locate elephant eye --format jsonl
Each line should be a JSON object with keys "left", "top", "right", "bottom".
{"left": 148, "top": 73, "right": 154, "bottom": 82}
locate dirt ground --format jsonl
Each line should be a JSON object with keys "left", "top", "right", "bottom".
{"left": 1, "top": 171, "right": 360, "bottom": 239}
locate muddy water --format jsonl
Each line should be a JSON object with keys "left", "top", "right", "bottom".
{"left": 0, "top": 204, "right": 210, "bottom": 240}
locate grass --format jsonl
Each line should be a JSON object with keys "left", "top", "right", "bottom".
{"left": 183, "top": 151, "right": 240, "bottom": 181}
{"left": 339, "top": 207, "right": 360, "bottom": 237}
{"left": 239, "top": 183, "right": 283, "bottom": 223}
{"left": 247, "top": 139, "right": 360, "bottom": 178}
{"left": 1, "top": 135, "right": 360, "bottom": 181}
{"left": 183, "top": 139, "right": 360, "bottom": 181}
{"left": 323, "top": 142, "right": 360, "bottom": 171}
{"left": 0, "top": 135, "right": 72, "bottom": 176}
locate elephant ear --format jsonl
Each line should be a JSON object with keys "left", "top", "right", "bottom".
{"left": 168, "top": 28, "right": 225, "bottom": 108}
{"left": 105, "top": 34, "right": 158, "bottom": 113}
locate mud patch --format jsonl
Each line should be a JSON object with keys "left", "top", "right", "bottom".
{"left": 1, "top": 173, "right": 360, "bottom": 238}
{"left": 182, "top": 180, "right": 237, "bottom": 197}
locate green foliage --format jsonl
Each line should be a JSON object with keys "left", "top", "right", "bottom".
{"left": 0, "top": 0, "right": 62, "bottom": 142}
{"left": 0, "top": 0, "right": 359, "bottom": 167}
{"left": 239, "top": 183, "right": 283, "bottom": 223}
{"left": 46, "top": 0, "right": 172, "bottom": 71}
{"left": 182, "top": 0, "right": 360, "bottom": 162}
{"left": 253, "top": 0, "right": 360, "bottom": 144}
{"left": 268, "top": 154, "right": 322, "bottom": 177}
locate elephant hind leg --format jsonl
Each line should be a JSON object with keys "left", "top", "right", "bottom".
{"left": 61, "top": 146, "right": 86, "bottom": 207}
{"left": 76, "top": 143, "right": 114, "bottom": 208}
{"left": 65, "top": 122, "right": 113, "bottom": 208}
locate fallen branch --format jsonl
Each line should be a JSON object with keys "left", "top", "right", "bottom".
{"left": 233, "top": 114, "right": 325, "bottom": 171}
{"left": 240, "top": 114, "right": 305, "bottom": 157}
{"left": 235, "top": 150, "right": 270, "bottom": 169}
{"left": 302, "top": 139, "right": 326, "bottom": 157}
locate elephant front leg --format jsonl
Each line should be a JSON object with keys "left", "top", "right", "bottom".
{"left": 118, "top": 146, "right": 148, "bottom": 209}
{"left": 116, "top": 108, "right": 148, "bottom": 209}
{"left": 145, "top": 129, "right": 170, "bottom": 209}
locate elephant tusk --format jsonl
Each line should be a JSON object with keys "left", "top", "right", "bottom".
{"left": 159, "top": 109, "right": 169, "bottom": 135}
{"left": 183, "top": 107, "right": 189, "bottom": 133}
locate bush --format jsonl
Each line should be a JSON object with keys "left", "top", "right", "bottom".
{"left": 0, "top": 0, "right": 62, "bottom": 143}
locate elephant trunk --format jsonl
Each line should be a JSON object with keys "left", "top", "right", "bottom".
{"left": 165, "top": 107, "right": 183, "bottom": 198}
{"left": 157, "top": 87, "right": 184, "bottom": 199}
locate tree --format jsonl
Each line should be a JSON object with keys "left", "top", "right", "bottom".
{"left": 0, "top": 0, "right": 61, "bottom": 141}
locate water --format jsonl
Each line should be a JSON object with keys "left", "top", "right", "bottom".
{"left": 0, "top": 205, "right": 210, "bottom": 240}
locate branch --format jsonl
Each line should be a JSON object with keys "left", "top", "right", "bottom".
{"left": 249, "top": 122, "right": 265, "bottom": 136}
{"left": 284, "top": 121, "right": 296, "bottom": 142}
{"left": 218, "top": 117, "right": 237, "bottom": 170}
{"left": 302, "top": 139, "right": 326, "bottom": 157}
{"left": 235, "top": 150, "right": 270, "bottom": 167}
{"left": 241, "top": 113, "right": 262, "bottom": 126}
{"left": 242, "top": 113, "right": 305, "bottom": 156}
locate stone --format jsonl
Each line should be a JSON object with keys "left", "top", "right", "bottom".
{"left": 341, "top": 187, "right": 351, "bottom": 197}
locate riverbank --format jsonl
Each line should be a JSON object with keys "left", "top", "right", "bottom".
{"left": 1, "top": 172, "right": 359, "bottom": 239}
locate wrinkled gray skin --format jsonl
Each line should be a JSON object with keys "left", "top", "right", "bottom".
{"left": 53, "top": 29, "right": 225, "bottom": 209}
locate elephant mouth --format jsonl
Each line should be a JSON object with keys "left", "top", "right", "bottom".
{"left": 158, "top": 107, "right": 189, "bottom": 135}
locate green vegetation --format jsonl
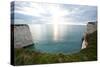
+ + + +
### TRY IT
Copy out all lines of the listing above that include "water".

### RESULT OF THE EXERCISE
locate muddy water --format jsonl
locate water --format jsonl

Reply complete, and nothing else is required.